(Point labeling dataset excerpts)
[BEGIN]

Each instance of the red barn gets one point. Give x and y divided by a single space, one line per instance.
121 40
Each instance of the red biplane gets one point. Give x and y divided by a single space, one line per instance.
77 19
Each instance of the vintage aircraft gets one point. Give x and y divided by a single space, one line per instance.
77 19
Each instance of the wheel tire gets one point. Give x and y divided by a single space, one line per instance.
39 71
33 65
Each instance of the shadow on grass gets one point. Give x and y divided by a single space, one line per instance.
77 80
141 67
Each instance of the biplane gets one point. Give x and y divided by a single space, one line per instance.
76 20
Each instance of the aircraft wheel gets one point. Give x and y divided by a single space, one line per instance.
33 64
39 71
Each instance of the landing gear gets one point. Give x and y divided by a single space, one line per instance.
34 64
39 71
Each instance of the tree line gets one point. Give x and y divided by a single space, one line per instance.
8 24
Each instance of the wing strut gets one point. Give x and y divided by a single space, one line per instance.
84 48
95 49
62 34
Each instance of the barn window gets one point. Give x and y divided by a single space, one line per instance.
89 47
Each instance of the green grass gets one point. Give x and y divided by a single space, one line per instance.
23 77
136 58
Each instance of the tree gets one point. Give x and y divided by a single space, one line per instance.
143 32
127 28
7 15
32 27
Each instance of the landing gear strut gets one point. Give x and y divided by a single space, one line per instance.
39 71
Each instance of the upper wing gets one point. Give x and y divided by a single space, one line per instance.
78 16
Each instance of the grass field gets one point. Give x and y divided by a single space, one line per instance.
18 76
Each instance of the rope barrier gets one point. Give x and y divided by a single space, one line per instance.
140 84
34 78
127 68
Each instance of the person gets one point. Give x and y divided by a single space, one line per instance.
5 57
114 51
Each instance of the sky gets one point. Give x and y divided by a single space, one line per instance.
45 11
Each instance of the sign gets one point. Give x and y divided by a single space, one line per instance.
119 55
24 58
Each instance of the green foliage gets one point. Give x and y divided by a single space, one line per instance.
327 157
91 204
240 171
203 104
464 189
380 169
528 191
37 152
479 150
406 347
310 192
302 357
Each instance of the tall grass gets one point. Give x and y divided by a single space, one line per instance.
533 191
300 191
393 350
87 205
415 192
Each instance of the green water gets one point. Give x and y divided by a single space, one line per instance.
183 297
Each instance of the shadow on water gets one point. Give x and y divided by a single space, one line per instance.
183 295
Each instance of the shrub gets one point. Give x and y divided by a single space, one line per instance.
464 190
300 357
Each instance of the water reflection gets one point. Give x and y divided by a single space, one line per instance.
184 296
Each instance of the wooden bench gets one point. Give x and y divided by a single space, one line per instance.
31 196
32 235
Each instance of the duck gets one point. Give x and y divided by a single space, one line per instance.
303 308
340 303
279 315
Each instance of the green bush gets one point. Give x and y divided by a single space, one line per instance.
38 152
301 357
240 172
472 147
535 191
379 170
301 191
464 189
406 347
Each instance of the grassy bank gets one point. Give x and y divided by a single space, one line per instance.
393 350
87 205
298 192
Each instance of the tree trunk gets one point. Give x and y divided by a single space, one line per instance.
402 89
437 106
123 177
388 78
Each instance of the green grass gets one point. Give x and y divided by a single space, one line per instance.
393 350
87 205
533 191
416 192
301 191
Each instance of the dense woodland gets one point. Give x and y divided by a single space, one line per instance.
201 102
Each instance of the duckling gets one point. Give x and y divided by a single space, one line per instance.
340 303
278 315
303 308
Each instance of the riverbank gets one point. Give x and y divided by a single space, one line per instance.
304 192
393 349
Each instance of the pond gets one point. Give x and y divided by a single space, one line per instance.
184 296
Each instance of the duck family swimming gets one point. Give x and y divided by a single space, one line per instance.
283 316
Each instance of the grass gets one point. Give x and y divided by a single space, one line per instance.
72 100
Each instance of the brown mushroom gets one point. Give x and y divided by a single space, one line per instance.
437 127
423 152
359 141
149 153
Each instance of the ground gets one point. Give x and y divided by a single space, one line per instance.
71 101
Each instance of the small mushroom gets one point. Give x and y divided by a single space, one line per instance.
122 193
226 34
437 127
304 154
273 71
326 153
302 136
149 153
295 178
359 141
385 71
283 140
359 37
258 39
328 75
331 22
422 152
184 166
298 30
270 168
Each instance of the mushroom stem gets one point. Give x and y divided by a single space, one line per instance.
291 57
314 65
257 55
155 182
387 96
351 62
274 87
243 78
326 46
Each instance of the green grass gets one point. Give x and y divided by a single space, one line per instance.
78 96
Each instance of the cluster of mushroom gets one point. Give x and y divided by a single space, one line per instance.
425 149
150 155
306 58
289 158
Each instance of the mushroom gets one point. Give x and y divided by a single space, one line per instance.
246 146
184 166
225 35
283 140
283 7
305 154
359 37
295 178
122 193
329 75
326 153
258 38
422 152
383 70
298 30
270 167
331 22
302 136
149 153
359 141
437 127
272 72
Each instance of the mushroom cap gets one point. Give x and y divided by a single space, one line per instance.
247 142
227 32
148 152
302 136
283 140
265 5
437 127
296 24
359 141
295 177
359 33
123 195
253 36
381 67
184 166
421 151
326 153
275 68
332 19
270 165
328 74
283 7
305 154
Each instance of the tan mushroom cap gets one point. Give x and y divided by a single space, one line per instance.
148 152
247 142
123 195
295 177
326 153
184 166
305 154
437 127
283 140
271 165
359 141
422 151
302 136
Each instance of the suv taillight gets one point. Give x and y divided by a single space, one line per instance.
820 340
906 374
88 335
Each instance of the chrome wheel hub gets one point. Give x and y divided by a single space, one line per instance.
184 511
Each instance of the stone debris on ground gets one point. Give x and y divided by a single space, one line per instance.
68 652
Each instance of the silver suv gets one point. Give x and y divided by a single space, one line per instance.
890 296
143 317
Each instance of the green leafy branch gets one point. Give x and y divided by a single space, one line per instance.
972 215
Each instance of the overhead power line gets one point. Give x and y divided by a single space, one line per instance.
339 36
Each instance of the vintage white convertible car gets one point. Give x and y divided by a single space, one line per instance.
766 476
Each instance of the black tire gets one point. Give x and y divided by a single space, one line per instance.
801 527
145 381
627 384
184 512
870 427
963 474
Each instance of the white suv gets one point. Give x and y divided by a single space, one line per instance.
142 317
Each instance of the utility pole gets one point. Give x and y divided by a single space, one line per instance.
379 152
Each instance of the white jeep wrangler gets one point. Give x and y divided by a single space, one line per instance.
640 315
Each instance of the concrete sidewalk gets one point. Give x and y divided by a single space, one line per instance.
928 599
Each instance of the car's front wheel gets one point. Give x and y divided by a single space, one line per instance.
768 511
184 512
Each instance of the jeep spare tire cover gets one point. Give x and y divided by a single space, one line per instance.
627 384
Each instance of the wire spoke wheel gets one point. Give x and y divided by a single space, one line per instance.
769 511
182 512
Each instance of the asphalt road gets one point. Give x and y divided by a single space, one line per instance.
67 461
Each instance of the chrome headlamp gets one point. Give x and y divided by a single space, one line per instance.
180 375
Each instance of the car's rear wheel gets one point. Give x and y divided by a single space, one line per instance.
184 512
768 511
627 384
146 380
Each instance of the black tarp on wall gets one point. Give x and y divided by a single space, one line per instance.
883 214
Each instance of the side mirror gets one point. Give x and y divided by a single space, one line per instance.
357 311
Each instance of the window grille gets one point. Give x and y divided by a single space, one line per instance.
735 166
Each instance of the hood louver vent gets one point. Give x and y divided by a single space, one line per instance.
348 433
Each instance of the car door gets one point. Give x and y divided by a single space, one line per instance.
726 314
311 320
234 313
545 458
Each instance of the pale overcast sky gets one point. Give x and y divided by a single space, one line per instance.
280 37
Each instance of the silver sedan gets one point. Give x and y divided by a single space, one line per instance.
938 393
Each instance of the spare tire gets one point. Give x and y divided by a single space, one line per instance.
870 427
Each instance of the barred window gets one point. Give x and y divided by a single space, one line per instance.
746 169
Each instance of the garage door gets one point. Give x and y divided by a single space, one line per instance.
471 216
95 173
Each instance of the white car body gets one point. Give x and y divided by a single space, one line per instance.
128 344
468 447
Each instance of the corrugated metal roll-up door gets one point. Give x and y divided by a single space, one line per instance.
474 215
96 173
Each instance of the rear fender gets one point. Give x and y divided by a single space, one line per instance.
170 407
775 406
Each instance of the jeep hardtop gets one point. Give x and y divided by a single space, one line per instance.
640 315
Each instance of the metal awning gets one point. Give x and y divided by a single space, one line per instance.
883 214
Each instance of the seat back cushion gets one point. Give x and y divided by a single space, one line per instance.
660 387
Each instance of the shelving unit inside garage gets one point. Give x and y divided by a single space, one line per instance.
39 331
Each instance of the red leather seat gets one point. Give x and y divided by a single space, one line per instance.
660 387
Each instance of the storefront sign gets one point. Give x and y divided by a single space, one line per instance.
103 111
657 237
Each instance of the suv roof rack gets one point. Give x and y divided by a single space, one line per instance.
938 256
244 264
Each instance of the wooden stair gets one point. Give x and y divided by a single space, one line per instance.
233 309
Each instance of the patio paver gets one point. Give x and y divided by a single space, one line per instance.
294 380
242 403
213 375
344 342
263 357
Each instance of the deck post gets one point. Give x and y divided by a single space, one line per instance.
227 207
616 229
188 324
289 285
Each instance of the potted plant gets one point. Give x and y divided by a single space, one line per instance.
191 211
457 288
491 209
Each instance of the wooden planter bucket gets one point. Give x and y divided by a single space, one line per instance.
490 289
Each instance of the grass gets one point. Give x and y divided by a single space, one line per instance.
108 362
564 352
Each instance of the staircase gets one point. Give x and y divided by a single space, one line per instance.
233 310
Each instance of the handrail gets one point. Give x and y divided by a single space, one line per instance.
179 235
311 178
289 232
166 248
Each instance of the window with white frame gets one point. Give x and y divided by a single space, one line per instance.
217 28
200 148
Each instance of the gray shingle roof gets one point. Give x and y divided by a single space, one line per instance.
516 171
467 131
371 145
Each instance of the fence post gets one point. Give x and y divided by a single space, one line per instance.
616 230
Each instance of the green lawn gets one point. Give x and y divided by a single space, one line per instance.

[END]

▶ WHAT TO PRODUCE
Repeat only the lines from the one holding "Each instance of the staircase" through the last line of the data.

▶ RESULT
Each instance of the staircase gets one point. Give x and y divided by a single space, one line per instance.
233 310
Each instance of the handrail gets one point. Give x and y divided by a single space, one line per instance.
179 235
311 178
289 232
166 248
Each instance of the window with white frame gets one point. Give x and y divided by a single space, one line per instance.
217 28
200 148
Each instance of the gray shingle roof gets one point. Give x and y divided by a single space, one line per instance.
516 171
467 131
371 145
Each instance of the fence post gets one point. Give x and y divided by a single space, one line per instance.
616 230
Each instance of the green lawn gets one point. Give x and y divided by a single space, one line per instance.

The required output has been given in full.